## WORK TO COMPLETE
For each line of the material, write out an exact copy.

===== DATA FOR ANALYSIS =====

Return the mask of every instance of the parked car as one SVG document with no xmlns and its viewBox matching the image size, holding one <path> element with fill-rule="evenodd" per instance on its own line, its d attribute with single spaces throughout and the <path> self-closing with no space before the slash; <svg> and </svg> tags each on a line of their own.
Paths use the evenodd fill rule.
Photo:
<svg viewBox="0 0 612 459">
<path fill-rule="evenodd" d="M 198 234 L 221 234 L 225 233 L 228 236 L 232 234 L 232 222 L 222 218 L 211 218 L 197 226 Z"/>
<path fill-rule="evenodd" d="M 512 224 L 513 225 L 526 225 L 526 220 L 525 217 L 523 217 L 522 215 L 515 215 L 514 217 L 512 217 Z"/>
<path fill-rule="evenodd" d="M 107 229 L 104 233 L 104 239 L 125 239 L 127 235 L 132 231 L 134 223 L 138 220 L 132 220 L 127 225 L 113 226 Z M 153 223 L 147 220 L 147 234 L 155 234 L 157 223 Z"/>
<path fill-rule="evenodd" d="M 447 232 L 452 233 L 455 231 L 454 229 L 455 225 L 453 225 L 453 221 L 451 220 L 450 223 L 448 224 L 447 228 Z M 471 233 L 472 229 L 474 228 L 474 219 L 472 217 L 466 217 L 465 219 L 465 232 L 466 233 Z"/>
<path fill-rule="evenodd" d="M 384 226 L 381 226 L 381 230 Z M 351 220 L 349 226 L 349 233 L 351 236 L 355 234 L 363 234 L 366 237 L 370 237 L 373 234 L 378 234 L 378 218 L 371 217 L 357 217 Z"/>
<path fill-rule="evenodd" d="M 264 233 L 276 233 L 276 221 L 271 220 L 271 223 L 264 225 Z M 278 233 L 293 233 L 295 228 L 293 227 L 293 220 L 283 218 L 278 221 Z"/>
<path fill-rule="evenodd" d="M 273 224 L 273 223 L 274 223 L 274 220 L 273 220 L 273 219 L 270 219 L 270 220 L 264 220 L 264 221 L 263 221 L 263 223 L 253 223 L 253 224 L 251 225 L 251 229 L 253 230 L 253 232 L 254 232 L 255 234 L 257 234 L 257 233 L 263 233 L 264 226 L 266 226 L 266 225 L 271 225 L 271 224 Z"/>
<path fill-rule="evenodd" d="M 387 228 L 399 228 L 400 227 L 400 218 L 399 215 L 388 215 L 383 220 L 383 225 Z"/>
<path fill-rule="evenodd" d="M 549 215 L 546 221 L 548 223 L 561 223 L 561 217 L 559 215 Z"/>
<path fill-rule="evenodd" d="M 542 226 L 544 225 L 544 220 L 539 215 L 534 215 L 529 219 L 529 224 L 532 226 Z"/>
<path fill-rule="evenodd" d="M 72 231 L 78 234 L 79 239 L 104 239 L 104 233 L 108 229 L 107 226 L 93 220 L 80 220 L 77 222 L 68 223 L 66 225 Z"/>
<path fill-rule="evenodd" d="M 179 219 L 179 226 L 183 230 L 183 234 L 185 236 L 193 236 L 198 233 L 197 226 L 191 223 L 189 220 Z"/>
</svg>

=====

## ANSWER SPACE
Return the mask of every instance of the parked car as one SVG document with no xmlns and its viewBox matching the image size, holding one <path> element with fill-rule="evenodd" per instance on its own line, its d attribute with single spaces throughout and the <path> self-closing with no space before the slash; <svg> and </svg> tags each on a line of their own.
Paths use the evenodd fill rule.
Photo:
<svg viewBox="0 0 612 459">
<path fill-rule="evenodd" d="M 198 234 L 221 234 L 225 233 L 228 236 L 232 234 L 232 222 L 222 218 L 211 218 L 197 226 Z"/>
<path fill-rule="evenodd" d="M 512 224 L 513 225 L 526 225 L 526 220 L 525 217 L 523 217 L 522 215 L 515 215 L 514 217 L 512 217 Z"/>
<path fill-rule="evenodd" d="M 107 229 L 104 233 L 104 239 L 125 239 L 127 235 L 132 231 L 134 223 L 138 220 L 132 220 L 127 225 L 113 226 Z M 153 223 L 147 220 L 147 234 L 155 234 L 157 223 Z"/>
<path fill-rule="evenodd" d="M 447 232 L 452 233 L 455 231 L 454 229 L 455 225 L 453 225 L 453 221 L 451 220 L 450 223 L 448 224 L 447 228 Z M 471 233 L 472 229 L 474 228 L 474 219 L 472 217 L 466 217 L 465 219 L 465 232 L 466 233 Z"/>
<path fill-rule="evenodd" d="M 384 226 L 381 226 L 381 230 Z M 351 220 L 349 226 L 349 233 L 351 236 L 355 234 L 363 234 L 366 237 L 370 237 L 373 234 L 378 234 L 378 218 L 371 217 L 357 217 Z"/>
<path fill-rule="evenodd" d="M 264 233 L 276 233 L 276 221 L 271 220 L 271 223 L 264 225 Z M 278 233 L 293 233 L 295 228 L 293 227 L 293 220 L 283 218 L 278 221 Z"/>
<path fill-rule="evenodd" d="M 273 224 L 273 223 L 274 223 L 274 220 L 273 220 L 273 219 L 270 219 L 270 220 L 264 220 L 264 221 L 263 221 L 263 223 L 253 223 L 253 224 L 251 225 L 251 229 L 253 230 L 253 232 L 254 232 L 255 234 L 257 234 L 257 233 L 263 233 L 264 226 L 266 226 L 266 225 L 271 225 L 271 224 Z"/>
<path fill-rule="evenodd" d="M 387 228 L 399 228 L 400 227 L 400 218 L 399 215 L 388 215 L 383 220 L 383 225 Z"/>
<path fill-rule="evenodd" d="M 549 215 L 546 221 L 548 223 L 561 223 L 561 217 L 559 215 Z"/>
<path fill-rule="evenodd" d="M 542 226 L 544 225 L 544 220 L 539 215 L 534 215 L 529 219 L 529 224 L 532 226 Z"/>
<path fill-rule="evenodd" d="M 72 231 L 78 234 L 79 239 L 104 239 L 104 233 L 108 229 L 107 226 L 93 220 L 80 220 L 77 222 L 68 223 L 66 225 Z"/>
<path fill-rule="evenodd" d="M 179 219 L 179 226 L 183 230 L 183 234 L 185 236 L 193 236 L 198 233 L 197 226 L 191 223 L 189 220 Z"/>
</svg>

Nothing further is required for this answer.